SOURCE —
____

Depth recovery is pre-requisite for identifying human actions in surveillance and this information can be attained from sequence of images taken in multiple views using more than one camera. But the real challenge lies in dealing with conventional photography that captures only two dimensional projection of a 3d scene. As conventional cameras [1] are capable of capturing in-focused potions of object(s) which are away from the plane of focus, focusing is considered to be one of the contributing factors for retrieving coarse depth information. When image is in-focus, knowledge of camera parameters help us in estimating range of an object with a typical experimental set up as shown in Fig. 4. When an object is near to the camera, the image tends to grow larger and tends to diminish gradually while moving away from the camera. This inverse relationship is studied in detail by relating three parameters lens aperture radius, object size in image plane and the object distance along camera axial line.

1.2 Research contributions

• A relations is established between the object distance (or depth), object size and lens aperture radius and observations are taken in auto focusing mode.

• A multiplying factor is introduced to compensate the effect of object lightning on camera exposure settings while estimating depth of an object.

• A curve estimation regression analysis is made for validating the relation between camera to object distance (or depth) and object size.

____

RAW RECORDS —
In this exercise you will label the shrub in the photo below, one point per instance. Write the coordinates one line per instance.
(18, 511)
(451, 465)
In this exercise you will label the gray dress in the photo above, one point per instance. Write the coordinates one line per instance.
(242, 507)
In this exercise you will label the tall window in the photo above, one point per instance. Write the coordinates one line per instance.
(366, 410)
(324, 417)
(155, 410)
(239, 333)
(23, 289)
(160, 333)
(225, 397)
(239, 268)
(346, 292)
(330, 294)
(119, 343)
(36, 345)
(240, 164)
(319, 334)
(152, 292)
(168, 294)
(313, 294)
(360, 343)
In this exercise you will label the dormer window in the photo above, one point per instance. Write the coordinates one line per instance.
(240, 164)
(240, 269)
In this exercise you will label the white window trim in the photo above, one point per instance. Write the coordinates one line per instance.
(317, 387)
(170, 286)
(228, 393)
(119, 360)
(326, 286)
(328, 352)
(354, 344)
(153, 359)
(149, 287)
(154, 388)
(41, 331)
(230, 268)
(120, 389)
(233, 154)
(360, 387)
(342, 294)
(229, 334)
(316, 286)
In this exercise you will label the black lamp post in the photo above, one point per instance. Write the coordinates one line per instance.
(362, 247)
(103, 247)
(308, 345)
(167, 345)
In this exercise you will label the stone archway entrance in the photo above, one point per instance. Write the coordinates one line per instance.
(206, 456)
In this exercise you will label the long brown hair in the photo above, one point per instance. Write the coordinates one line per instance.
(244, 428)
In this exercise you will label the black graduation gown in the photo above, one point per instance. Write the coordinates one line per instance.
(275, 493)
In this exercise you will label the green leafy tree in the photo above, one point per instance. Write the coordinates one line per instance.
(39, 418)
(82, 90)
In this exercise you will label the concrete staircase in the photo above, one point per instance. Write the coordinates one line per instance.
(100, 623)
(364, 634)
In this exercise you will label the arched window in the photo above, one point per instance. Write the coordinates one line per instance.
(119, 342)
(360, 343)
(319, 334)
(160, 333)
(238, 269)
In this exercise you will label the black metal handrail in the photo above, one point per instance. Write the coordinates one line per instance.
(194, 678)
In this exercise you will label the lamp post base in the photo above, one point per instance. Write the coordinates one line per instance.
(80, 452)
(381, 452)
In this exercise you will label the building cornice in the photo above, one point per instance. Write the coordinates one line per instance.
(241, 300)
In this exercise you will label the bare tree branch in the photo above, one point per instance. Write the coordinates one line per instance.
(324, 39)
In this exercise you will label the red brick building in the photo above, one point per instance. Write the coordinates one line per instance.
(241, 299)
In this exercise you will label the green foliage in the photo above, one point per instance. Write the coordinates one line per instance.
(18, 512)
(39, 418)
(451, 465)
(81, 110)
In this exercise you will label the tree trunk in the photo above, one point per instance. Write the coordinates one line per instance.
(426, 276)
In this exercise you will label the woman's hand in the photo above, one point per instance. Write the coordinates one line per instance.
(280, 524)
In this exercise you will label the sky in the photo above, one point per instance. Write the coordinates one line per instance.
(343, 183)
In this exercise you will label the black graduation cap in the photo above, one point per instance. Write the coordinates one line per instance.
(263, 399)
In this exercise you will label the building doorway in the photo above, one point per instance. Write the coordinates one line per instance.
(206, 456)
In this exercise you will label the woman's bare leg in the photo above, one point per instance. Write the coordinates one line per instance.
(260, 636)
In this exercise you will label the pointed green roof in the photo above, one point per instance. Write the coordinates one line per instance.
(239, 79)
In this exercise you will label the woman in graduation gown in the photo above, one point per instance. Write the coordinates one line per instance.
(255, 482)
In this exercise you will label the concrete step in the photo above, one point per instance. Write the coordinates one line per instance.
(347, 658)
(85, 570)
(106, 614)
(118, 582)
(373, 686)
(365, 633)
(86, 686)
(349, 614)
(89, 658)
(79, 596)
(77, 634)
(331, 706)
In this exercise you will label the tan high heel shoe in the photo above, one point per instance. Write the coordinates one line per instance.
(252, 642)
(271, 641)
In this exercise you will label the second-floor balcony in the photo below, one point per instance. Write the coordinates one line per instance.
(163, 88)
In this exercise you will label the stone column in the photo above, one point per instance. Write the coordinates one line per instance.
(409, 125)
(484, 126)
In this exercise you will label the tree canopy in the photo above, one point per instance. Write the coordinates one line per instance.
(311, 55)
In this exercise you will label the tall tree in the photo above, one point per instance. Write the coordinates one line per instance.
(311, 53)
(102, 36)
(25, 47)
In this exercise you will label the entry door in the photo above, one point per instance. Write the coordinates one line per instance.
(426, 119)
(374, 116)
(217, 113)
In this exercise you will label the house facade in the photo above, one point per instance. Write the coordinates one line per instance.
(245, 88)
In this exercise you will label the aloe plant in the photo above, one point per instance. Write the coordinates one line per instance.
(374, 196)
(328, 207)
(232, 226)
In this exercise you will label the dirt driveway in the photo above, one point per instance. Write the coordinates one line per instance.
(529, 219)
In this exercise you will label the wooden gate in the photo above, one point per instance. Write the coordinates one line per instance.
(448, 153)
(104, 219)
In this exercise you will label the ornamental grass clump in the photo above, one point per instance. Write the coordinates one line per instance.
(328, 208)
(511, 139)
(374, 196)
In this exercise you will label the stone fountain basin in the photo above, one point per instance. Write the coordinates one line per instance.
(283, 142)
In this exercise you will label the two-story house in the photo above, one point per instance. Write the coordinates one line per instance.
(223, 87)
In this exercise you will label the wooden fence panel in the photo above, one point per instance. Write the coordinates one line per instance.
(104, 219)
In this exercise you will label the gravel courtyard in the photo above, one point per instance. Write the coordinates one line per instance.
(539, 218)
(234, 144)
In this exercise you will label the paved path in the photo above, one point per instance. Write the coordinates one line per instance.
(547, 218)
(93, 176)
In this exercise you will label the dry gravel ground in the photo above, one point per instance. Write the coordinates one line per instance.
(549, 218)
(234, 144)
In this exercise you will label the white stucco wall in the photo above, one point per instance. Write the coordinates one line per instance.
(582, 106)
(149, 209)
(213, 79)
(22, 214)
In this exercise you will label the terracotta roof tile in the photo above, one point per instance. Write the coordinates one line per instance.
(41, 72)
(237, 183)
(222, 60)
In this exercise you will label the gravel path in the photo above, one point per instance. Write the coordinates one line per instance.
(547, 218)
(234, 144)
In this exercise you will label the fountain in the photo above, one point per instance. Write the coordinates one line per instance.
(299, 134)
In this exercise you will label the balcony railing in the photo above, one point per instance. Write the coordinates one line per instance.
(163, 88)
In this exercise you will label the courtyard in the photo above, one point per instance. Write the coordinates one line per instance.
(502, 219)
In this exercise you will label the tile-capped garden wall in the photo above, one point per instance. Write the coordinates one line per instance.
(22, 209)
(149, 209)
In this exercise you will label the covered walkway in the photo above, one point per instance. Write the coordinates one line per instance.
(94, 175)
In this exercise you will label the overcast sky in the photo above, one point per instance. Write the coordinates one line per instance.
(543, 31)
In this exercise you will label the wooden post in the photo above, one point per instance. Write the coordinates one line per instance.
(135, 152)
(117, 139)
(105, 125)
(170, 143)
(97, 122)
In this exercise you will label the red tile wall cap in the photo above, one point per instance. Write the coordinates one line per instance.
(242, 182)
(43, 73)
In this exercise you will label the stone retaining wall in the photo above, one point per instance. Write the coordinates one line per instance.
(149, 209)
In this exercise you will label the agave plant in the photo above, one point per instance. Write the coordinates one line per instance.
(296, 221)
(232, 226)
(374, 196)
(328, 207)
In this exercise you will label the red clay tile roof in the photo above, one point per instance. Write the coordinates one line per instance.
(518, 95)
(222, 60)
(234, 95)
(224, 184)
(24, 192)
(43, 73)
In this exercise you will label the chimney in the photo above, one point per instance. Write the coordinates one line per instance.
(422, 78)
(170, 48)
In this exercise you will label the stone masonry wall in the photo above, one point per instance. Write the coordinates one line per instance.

____

TASK LIST —
1. Name the three parameters that the depth recovery text relates when it studies the inverse relationship between image size and distance from the camera.
2. Extend the depth recovery text past its last sentence.
The data plays no part in this work.

RESULTS —
1. Lens aperture radius, object size in the image plane, and object distance along the camera axial line.

2.
Literature Survey is presented in Section 2, proposed work in section 3 with subsections Prerequisites, Experimental set up and Camera Calibration, Database creation for Depth Estimation, Results & interpretation in Section 4 with subsections dealing with the influence of object lighting and Camera exposure settings during Depth Estimation, Finding Real height from Depth estimated, Method validation, Model accuracy with reference to the existing works. The rest of paper is concluded in Section 5.

2 Literature survey

Depth Estimation or Extraction refers a set of algorithms or techniques aiming at reconstructing a spatial structure of a 3D scene. In order to obtain depth of an object in a 3D scene, several approaches have been in existence. Electronically, all these approaches can be categorized in two ways namely active and passive. Among the active methods so far proposed, light is the first kind of energy to measure distance. Incandescent light produced from high temperature of a coil is used for distance measuring. But the system is sensitive to color of illuminated object and hence it fails.

Time of Flight depth [2,3,4] using phase delay of the reflected IR light, estimates the depth directly without the help of conventional computer vision algorithms. But as the principle is based on phase shift calculation, only a range of distances with in one unambiguous range [0, 2 \(\pi ]\) can be retrieved. And also calculations made from the phase shift \(\emptyset\) gives possible measurement errors. Pulse modulation approach is an alternative ToF, where depth of object is associated not only with duration of light pulse but also with duration of camera shutter. This solves the range ambiguity but at the same time suffers from calibration issues.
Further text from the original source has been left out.